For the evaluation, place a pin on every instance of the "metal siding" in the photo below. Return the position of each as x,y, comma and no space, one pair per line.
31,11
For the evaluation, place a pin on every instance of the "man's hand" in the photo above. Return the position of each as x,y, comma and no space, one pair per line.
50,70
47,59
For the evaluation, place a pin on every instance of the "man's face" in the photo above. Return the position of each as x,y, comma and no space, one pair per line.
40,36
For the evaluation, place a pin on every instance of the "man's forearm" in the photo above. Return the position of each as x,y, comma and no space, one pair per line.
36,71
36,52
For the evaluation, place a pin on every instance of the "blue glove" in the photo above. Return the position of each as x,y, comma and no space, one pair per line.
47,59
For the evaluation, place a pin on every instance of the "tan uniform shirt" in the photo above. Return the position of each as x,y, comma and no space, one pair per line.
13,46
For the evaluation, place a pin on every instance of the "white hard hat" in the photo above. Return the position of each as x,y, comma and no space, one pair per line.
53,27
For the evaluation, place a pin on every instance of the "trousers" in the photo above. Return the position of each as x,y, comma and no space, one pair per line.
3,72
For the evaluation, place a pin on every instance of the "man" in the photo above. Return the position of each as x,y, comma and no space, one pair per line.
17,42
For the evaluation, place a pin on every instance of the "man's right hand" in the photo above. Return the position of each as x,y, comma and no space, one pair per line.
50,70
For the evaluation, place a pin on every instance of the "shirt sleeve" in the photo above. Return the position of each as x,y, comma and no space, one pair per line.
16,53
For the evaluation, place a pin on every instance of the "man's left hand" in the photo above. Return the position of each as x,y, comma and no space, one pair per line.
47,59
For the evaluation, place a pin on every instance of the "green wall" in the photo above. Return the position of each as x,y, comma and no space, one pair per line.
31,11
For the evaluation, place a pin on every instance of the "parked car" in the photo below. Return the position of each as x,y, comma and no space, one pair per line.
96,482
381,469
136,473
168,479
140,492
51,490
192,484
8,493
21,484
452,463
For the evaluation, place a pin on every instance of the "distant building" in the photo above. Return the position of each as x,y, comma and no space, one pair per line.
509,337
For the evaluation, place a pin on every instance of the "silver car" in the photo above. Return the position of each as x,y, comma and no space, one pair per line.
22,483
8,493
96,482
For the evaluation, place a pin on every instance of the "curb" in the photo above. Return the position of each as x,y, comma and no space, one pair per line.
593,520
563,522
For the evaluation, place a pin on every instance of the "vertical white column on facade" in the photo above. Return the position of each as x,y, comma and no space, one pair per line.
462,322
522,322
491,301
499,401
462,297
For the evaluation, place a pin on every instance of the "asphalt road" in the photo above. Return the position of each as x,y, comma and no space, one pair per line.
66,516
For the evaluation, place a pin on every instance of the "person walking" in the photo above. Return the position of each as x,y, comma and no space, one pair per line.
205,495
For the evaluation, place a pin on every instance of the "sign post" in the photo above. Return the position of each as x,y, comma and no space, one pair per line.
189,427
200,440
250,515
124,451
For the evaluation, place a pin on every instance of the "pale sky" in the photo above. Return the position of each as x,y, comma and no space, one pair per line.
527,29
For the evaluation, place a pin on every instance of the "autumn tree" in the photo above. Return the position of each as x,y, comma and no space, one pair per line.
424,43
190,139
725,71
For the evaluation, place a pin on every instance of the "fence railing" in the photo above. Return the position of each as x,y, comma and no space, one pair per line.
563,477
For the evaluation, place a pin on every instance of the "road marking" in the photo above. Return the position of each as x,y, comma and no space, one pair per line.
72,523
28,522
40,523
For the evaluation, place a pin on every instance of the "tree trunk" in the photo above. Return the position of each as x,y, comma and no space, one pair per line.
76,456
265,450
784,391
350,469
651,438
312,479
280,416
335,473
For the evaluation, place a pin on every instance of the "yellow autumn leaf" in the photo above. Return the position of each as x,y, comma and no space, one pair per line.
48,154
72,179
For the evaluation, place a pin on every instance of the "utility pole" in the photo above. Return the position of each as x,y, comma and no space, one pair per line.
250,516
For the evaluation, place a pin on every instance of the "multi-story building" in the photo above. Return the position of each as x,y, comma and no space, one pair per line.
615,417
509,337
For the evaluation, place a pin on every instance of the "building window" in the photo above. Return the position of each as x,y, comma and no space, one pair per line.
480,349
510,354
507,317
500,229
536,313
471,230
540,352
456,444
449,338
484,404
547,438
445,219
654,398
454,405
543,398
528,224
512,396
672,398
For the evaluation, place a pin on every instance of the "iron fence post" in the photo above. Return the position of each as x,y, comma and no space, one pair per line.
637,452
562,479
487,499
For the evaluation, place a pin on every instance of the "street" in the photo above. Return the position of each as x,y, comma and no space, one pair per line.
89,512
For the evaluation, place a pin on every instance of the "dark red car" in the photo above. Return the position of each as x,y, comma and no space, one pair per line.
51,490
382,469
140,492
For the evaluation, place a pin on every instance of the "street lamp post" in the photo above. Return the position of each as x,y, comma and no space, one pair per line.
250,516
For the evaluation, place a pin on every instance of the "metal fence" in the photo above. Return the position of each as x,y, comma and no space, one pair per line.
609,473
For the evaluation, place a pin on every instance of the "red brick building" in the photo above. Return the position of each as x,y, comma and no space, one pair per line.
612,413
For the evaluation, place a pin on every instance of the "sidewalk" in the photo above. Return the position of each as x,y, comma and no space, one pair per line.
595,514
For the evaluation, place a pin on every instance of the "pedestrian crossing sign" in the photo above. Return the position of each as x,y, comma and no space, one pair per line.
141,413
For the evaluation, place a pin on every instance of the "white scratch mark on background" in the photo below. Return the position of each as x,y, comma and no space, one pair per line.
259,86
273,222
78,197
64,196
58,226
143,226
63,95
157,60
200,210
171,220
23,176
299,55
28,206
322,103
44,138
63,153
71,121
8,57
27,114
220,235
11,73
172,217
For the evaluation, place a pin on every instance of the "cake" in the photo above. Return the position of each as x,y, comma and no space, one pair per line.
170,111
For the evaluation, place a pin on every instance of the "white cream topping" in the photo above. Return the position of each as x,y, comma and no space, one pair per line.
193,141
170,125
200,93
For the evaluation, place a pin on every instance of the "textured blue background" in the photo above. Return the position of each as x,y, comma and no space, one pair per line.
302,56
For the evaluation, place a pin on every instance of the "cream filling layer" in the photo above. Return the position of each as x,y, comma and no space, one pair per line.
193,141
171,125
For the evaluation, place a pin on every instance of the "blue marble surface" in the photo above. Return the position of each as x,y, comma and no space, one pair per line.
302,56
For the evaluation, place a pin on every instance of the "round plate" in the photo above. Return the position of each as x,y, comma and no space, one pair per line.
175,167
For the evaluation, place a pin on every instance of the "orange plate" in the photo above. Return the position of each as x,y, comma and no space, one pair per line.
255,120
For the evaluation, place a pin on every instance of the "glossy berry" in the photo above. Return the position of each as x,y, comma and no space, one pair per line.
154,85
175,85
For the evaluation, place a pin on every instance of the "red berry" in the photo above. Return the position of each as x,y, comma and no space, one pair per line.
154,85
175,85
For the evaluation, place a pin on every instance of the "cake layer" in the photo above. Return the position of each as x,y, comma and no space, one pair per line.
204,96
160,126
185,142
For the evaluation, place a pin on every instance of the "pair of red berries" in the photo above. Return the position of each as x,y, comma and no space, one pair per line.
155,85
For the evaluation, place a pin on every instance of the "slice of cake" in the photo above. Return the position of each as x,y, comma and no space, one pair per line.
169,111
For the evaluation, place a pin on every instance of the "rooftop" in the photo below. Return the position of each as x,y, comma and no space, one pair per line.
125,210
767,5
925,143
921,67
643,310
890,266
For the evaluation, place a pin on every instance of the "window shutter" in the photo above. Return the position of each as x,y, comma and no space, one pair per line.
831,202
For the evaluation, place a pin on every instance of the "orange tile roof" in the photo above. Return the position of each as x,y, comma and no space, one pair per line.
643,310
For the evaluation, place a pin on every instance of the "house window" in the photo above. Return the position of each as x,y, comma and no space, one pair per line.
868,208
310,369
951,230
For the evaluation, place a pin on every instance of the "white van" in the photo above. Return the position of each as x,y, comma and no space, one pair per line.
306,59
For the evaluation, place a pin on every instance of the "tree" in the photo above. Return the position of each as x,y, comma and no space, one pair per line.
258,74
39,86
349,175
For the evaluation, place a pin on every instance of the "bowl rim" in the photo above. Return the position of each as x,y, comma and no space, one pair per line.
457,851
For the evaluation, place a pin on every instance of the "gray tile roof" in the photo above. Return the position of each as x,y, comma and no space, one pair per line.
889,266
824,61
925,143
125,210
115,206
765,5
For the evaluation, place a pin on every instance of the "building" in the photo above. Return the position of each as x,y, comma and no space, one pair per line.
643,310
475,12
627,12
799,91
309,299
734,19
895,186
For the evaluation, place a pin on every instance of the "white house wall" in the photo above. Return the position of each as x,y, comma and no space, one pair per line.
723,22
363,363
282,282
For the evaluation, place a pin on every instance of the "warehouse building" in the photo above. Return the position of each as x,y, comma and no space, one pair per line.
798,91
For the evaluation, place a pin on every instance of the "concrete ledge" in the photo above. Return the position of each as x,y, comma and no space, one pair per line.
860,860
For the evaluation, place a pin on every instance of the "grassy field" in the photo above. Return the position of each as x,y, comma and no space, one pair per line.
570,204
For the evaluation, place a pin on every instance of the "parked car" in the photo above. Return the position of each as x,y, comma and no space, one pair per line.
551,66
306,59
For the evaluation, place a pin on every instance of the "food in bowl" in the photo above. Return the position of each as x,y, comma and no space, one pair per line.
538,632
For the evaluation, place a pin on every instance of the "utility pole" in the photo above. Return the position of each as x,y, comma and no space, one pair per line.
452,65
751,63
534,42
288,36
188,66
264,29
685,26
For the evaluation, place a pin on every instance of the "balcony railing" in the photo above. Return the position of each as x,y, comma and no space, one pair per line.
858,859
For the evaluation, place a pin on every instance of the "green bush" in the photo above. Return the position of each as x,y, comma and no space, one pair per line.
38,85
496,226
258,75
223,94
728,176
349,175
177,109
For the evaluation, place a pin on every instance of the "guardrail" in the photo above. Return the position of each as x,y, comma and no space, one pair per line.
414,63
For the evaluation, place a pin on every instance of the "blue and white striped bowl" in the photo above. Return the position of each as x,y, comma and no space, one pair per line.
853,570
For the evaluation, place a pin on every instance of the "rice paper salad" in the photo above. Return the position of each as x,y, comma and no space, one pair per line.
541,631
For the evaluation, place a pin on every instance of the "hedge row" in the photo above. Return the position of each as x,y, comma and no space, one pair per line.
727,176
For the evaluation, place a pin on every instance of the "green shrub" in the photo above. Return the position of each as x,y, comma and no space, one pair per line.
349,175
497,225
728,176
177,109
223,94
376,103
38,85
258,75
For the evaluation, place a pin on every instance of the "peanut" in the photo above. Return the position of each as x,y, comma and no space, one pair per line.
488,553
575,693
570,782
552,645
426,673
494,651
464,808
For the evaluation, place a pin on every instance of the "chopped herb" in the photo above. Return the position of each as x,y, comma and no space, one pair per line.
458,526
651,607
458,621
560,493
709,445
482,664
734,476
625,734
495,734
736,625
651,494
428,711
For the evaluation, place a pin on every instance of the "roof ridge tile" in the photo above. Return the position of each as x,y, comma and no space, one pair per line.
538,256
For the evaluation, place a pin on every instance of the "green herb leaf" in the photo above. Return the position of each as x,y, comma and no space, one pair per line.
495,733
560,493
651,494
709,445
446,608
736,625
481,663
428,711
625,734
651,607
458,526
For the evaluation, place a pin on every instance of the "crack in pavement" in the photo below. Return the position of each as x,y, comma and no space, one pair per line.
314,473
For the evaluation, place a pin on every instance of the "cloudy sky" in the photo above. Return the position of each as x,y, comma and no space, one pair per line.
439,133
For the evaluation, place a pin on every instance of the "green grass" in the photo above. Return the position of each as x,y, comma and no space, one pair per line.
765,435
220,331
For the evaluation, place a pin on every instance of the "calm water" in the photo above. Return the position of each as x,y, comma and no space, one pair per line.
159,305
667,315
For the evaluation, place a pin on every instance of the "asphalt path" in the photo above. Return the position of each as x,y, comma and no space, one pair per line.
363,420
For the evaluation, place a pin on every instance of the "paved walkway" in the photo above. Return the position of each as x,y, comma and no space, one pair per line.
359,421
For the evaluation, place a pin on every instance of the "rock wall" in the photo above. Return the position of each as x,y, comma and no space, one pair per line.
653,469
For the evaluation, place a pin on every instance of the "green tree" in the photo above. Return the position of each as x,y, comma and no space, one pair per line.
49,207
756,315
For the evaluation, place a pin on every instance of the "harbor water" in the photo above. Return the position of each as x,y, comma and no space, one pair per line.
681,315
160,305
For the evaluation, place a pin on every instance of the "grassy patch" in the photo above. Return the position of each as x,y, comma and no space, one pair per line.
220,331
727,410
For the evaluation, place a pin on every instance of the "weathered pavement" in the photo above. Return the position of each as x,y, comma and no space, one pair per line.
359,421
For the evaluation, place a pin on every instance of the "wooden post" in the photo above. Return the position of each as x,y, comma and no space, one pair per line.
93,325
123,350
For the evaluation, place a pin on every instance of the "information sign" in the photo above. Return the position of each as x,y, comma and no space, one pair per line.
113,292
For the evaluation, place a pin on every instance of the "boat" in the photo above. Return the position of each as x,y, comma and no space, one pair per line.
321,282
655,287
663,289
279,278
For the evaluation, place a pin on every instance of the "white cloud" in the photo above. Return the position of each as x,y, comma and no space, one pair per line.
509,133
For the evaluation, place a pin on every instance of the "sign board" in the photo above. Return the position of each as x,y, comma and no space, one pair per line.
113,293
----------
How many lines of the data above contain the string "fence"? Case matters, and the reply should be the number alone.

3